Texto extraído:
_____

A morte é uma piada
Martha Medeiros
Assisti a algumas imagens do velório do Bussunda, quando os colegas do Casseta & Planeta deram seus depoimentos. Parecia que a qualquer instante iria estourar uma piada. Estava tudo sério demais, faltava a esculhambação, a zombaria, a desestruturação da cena. Mas nada acontecia ali de risível, era só dor e perplexidade, que é mesmo o que a morte causa em todos os que ficam. A verdade é que não havia nada a acrescentar no roteiro: a morte, por si só, é uma piada pronta. Morrer é ridículo.
Você combinou de jantar com a namorada, está em pleno tratamento dentário, tem planos pra semana que vem, precisa autenticar um documento em cartório, colocar gasolina no carro e no meio da tarde morre. Como assim? E os e-mails que você ainda não abriu, o livro que ficou pela metade, o telefonema que você prometeu dar à tardinha para um cliente?

_____

Itens brutos:
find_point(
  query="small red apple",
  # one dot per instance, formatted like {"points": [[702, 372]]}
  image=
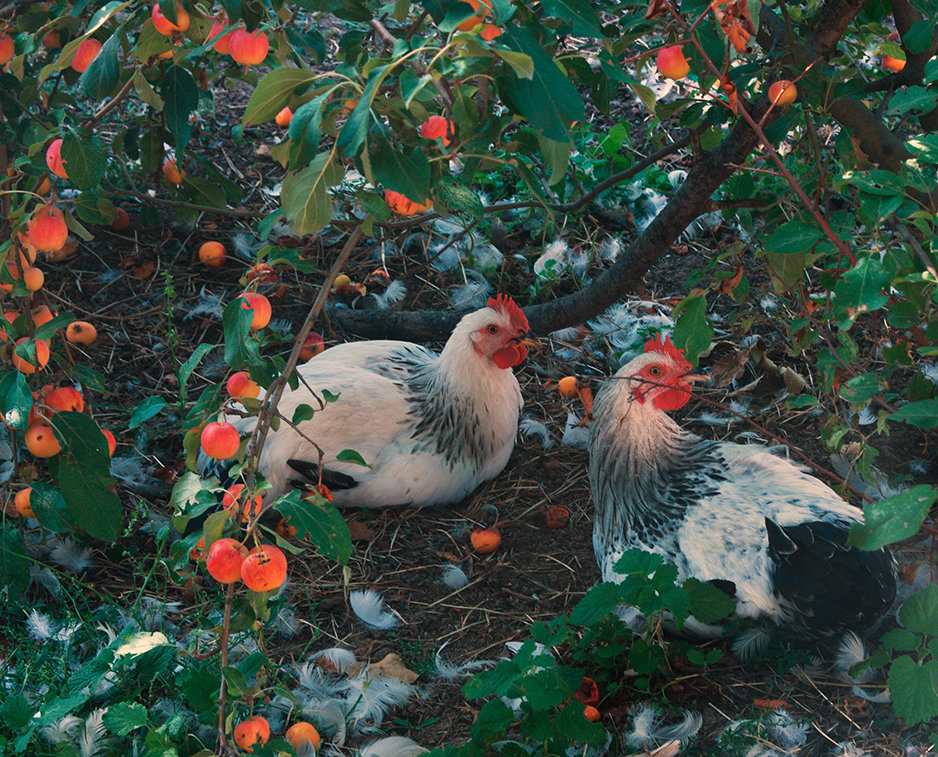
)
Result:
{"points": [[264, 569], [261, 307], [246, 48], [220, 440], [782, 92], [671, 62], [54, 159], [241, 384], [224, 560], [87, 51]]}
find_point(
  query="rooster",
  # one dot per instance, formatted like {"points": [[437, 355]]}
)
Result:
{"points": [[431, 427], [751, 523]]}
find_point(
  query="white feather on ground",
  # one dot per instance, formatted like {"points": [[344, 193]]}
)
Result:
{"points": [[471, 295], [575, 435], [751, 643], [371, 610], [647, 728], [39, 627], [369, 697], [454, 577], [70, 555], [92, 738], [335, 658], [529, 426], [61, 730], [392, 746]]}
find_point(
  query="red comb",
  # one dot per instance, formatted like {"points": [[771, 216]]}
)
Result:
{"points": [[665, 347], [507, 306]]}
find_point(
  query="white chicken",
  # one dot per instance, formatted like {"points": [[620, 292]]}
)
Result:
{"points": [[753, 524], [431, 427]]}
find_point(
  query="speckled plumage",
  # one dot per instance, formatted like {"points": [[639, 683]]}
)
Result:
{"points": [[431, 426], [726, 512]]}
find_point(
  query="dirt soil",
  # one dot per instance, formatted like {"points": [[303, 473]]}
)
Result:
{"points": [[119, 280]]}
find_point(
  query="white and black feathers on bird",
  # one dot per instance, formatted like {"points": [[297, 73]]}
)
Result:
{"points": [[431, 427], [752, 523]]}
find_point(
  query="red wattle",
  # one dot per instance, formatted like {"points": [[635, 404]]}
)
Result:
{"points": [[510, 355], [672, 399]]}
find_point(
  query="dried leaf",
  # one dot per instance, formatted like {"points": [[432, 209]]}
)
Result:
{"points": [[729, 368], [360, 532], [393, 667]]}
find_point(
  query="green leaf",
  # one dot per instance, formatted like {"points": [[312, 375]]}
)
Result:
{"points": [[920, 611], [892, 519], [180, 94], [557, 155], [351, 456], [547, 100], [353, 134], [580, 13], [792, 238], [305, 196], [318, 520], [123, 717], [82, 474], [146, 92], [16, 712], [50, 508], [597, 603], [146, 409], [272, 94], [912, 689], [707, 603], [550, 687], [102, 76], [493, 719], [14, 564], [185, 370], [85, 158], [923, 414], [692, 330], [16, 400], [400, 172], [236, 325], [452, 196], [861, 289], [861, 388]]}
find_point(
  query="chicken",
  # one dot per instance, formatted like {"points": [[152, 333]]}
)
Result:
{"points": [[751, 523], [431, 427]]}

_____

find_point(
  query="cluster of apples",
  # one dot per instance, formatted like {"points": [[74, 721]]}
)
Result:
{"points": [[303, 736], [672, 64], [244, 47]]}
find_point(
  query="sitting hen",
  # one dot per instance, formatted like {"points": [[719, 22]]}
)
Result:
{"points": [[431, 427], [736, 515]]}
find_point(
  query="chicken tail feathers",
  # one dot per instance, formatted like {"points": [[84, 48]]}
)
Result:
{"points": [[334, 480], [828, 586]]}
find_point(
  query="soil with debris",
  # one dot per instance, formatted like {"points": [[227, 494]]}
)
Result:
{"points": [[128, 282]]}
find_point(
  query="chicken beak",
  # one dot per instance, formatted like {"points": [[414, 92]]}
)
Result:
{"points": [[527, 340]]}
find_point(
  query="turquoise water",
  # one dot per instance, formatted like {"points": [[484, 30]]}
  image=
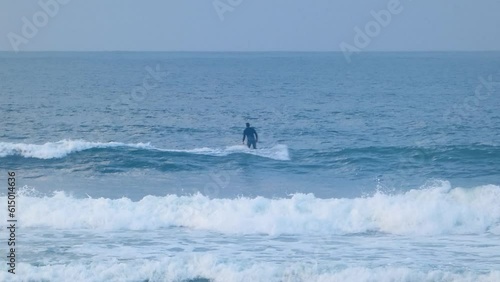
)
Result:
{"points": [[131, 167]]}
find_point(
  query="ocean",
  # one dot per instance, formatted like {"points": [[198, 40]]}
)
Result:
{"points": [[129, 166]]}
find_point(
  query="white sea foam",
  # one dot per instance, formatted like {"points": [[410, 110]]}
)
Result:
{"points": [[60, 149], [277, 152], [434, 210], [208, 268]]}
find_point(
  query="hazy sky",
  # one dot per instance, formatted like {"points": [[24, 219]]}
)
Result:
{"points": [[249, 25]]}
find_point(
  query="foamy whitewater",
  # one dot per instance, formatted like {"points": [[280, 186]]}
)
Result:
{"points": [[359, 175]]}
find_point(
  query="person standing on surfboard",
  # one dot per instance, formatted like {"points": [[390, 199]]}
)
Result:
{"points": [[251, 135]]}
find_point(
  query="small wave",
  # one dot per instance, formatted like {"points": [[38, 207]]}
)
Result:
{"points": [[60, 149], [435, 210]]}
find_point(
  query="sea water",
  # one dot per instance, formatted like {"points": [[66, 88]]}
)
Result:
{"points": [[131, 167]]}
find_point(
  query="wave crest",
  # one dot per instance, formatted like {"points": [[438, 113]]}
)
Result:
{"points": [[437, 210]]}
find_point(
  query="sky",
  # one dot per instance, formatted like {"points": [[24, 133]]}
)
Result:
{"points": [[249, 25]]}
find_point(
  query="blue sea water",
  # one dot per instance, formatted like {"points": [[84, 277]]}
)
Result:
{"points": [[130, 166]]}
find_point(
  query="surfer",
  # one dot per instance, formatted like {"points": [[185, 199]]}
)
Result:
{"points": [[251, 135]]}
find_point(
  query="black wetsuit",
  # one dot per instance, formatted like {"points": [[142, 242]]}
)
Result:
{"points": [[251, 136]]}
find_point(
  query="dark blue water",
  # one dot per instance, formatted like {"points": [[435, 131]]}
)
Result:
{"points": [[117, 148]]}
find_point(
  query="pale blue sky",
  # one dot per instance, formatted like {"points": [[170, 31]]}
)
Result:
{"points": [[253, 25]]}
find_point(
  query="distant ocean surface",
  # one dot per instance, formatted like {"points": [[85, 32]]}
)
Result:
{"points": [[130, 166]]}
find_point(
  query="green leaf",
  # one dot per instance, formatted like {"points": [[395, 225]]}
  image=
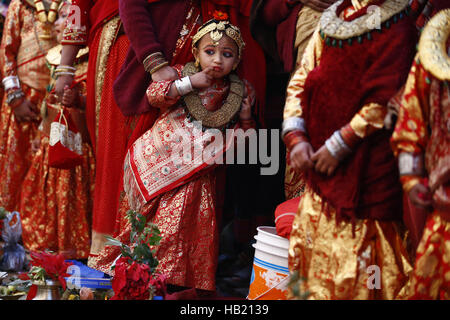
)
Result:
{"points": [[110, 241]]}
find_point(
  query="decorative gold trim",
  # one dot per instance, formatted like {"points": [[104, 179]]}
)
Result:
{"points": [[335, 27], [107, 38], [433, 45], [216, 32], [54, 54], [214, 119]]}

_____

Tarefas a fazer:
1. Transcreva da crônica sobre a morte o trecho que começa nas palavras "A morte é uma" e termina depois de "Morrer é ridículo.".
2. De acordo com a crônica sobre a morte, de quem era o velório cujas imagens aparecem no início do texto?
Os itens não têm relação com a crônica sobre a morte.

Respostas às tarefas:
1.
A morte é uma piada
Martha Medeiros
Assisti a algumas imagens do velório do Bussunda, quando os colegas do Casseta & Planeta deram seus depoimentos. Parecia que a qualquer instante iria estourar uma piada. Estava tudo sério demais, faltava a esculhambação, a zombaria, a desestruturação da cena. Mas nada acontecia ali de risível, era só dor e perplexidade, que é mesmo o que a morte causa em todos os que ficam. A verdade é que não havia nada a acrescentar no roteiro: a morte, por si só, é uma piada pronta. Morrer é ridículo.

2. Do Bussunda.